Passage
Trying to get back into the swing of things called work, but am feeling out of sorts; unsure of how fast or slow I should go, how much rest I should take, how to splice work and rest together for the entire day to be therapeutic yet productive.

Working from home where my volunteer work is based means I have no colleagues in the day to banter with, and that also means I have no sounding board to brainstorm aloud with. No banter no brainstorm unless I do it on my own to myself, which is how I have been sustaining. I guess it is a good thing I am an only child used to talking to self my whole life.

Not that I am complaining about the nature of my volunteer, also my full time, work. It is what I want to do and what will take me further along towards my dreams.

Writing has always made me think clearer, be it scrawls and flowcharts on paper or writing here like this. Coming to worlds upon words this morning has already cleared my mind somewhat on how to splice rest and work together, today.

Interesting, ain't it - normal folks just need to have morning coffee, work, lunch, work, dinner, rest, rinse repeat. And I have to drum up a whole new way of working to accommodate my recovery and my work. This is a daily battle depression sufferers face and often lose because paid work given by an employer very often does not give leeway for our depressive breakdowns, panic attacks, cognitive chokes and psychosomatic illnesses.

Welcome to the real world. Are you willing to accommodate us?

What to do
(a) Condense the paragraph of the passage that begins "Interesting, ain't it" into a short bulleted list that keeps its main facts.
(b) According to the passage, paid work from an employer often gives no leeway for certain problems. List every one of them.

Collected material
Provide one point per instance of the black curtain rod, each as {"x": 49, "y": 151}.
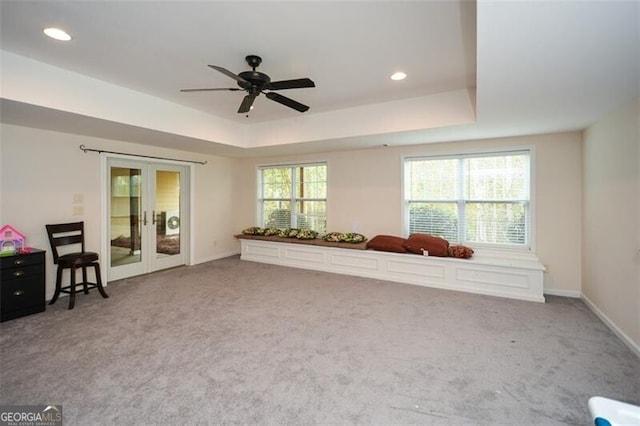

Activity answers
(a)
- Most people follow a fixed routine: morning coffee, work, lunch, work, dinner, rest, then repeat.
- The writer must invent a new way of working that accommodates both recovery and work.
- People with depression face this as a daily battle and often lose it.
- Paid work from an employer rarely allows leeway for depressive breakdowns, panic attacks, cognitive chokes or psychosomatic illnesses.

(b)
- Depressive breakdowns
- Panic attacks
- Cognitive chokes
- Psychosomatic illnesses